Dataset records:
'''

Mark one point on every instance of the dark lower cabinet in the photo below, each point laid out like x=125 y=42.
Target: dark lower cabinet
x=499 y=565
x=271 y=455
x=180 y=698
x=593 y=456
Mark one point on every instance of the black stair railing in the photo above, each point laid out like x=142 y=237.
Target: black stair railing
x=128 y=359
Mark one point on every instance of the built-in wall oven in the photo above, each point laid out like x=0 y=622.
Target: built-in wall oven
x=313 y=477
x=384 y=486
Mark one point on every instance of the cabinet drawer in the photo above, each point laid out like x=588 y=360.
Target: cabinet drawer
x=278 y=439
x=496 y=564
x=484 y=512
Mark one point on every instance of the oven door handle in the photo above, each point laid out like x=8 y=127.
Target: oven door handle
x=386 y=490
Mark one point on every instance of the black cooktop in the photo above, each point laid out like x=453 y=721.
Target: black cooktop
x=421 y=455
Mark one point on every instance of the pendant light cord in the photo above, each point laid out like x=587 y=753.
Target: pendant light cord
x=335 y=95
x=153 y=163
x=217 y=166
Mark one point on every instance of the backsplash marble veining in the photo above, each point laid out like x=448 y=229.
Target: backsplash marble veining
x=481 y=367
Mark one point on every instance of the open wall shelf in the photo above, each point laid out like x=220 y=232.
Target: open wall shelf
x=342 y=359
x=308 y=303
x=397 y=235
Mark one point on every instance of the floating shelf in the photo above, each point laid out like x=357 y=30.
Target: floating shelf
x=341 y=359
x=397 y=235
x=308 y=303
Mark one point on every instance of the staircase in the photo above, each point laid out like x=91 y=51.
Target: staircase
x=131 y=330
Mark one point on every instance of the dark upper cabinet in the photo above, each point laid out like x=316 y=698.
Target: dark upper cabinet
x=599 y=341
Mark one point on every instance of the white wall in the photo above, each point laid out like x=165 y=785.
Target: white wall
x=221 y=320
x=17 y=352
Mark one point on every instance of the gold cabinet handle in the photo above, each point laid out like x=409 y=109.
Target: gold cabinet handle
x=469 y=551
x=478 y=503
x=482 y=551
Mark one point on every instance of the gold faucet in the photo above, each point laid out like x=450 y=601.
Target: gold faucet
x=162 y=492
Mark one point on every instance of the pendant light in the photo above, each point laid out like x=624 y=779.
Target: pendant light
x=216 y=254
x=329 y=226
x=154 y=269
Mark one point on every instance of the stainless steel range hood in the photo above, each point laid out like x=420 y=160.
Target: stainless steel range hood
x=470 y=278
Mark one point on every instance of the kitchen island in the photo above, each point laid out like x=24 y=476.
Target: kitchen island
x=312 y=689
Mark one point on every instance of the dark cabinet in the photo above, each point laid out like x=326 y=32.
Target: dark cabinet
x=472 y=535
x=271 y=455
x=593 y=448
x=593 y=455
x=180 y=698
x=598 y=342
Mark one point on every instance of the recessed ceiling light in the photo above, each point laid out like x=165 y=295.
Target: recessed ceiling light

'''

=== What is expected ===
All the lines above are to be copied exactly, with none left out.

=== Task output ===
Mark one point on every instance of the dark lower cabinet in the photo below, each point laid out like x=125 y=42.
Target: dark lower cabinet
x=499 y=565
x=271 y=455
x=180 y=698
x=593 y=456
Mark one point on every instance of the black stair railing in the photo above, each point laid out like x=142 y=237.
Target: black stair railing
x=128 y=359
Mark one point on every instance of the built-in wall oven in the photo above, each point laid out like x=0 y=622.
Target: built-in wall oven
x=313 y=477
x=384 y=486
Mark one point on every instance of the cabinet drawer in the photo above, each point laid out like x=588 y=360.
Target: cabinet drawer
x=278 y=439
x=496 y=564
x=484 y=512
Mark one point on every instance of the oven door handle in the photo above, each point laid out like x=8 y=127.
Target: oven door handle
x=386 y=490
Mark one point on every instance of the black cooktop in the photo above, each point laid out like x=453 y=721.
Target: black cooktop
x=421 y=455
Mark one point on every instance of the pendant light cord in the photo above, each point laid out like x=587 y=753.
Target: pendant light cord
x=335 y=95
x=153 y=163
x=217 y=166
Mark one point on every instance of the backsplash marble veining in the photo above, each point laid out like x=448 y=229.
Target: backsplash marble veining
x=481 y=367
Mark one point on every instance of the open wall shelf in the photo above, each point laid out like x=220 y=232.
Target: open wall shelf
x=342 y=359
x=308 y=303
x=397 y=235
Mark one point on every instance of the floating shelf in the photo above, each point laid out like x=357 y=30.
Target: floating shelf
x=341 y=359
x=397 y=235
x=308 y=303
Mark one point on every instance of the staircase in the photo above, each point laid out like x=91 y=51.
Target: staircase
x=131 y=330
Mark one point on every instance of the dark upper cabinet in the photo above, each point laid out like x=316 y=698.
Target: dark upper cabinet
x=599 y=341
Mark one point on every instance of the white wall in the photo above, each point laid out like x=165 y=785.
Target: white wall
x=221 y=320
x=17 y=352
Mark one point on every instance of the gold cabinet handle in the photo above, each point laid out like x=409 y=109.
Target: gold cabinet handle
x=469 y=551
x=478 y=503
x=482 y=551
Mark one point on every instance of the gold faucet in the photo above, each point laid out like x=450 y=601.
Target: gold faucet
x=162 y=492
Mark one point on every instance of the pendant light in the photo above, each point laid out like x=624 y=779.
Target: pendant light
x=216 y=254
x=329 y=226
x=154 y=269
Mark one point on every instance of the stainless steel range hood in the photo above, each point laid out like x=420 y=160.
Target: stainless steel range hood
x=470 y=278
Mark one point on every instance of the kitchen island in the photo above, each point laid out like x=24 y=476.
Target: kitchen island
x=312 y=689
Mark one point on every instance of the dark cabinet in the photo above, each point laid out like x=326 y=32.
Target: dark cabinet
x=472 y=535
x=271 y=455
x=593 y=448
x=593 y=455
x=180 y=698
x=598 y=342
Mark one point on every instance of the recessed ceiling light in the photo above, each point laid out like x=165 y=295.
Target: recessed ceiling light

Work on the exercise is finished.